[[ TEXT BLOCK open ]]

The study authors found that prediction models of clinical deterioration that used both EHR and processed signal waveform data (from EKG, pulse plethysmography, arterial catheter tracing) performed better than those that used either modality alone. However, this high performance was still primarily driven by waveform data. For the purposes of his talk, Dr. Mathis focused on the limitations of his own study to elucidate some of the major obstacles to clinical application of prediction models.

First, he discussed the phenomenon of “dataset shift,” which he defined as an “evolving mismatch between testing and training data.” In his study, for example, the best performing prediction model showed decreased performance in the 2017 to 2020 test set compared to the 2013 to 2017 training set. This could be explained by time-sensitive factors like IT software updates, changes in EHR documentation, evolving clinical practice behaviors, and shifting patient demographics. To mitigate the unintended consequences of dataset shift, he emphasized the need for ongoing vigilance of frontline clinicians and continuous oversight of a clinical data governance team (Finlayson 2021).

[[ TEXT BLOCK closed ]]

SET OF TASKS
1 > Extract from the passage on clinical prediction models the span that begins at the words "First, he discussed" and stops after the words "team (Finlayson 2021).".
2 > Decide whether each statement agrees with the passage on clinical prediction models, answering yes or no and quoting the deciding words. (a) Models that used both EHR and waveform data outperformed models that used only one. (b) The high performance was driven mainly by EHR data. (c) The best-performing model did worse on the 2017 to 2020 test set than on the 2013 to 2017 training set.
3 > Write the next part of the passage on clinical prediction models, picking up after its final sentence.

[[ DATA EXTRACT open ]]

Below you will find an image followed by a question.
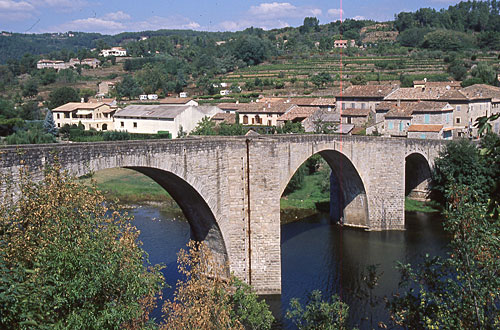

[[ DATA EXTRACT closed ]]

EXERCISE ANSWERS
1 >
First, he discussed the phenomenon of “dataset shift,” which he defined as an “evolving mismatch between testing and training data.” In his study, for example, the best performing prediction model showed decreased performance in the 2017 to 2020 test set compared to the 2013 to 2017 training set. This could be explained by time-sensitive factors like IT software updates, changes in EHR documentation, evolving clinical practice behaviors, and shifting patient demographics. To mitigate the unintended consequences of dataset shift, he emphasized the need for ongoing vigilance of frontline clinicians and continuous oversight of a clinical data governance team (Finlayson 2021).

2 >
(a) Yes: "performed better than those that used either modality alone"
(b) No: "this high performance was still primarily driven by waveform data"
(c) Yes: "showed decreased performance in the 2017 to 2020 test set compared to the 2013 to 2017 training set"

3 >
Next, Dr. Mathis addressed the issue of “algorithmic bias” — the notion that the behaviors of clinicians participating in algorithm formation may be amplified in the prediction models. For example, in his study, the outcome measure of clinical deterioration was partially defined by clinician actions (e.g. initiation or escalation of a vasoactive agent), potentially leading to bias.

He also discussed the importance of fostering clinician trust in prediction models by striving to make them as accurate, transparent, credible, and actionable as possible. He emphasized the value of continuous algorithm governance, the promotion of AI literacy, and transparency about how specific machine learning models work. “A magical black box risk score doesn’t inspire trust,” he said. Utilizing variables that correlate with expert opinion can also increase credibility, and incorporating risk factors that can be modified in real time (e.g. blood pressure, pulse oximeter readings, hematocrit) and can add clinical value.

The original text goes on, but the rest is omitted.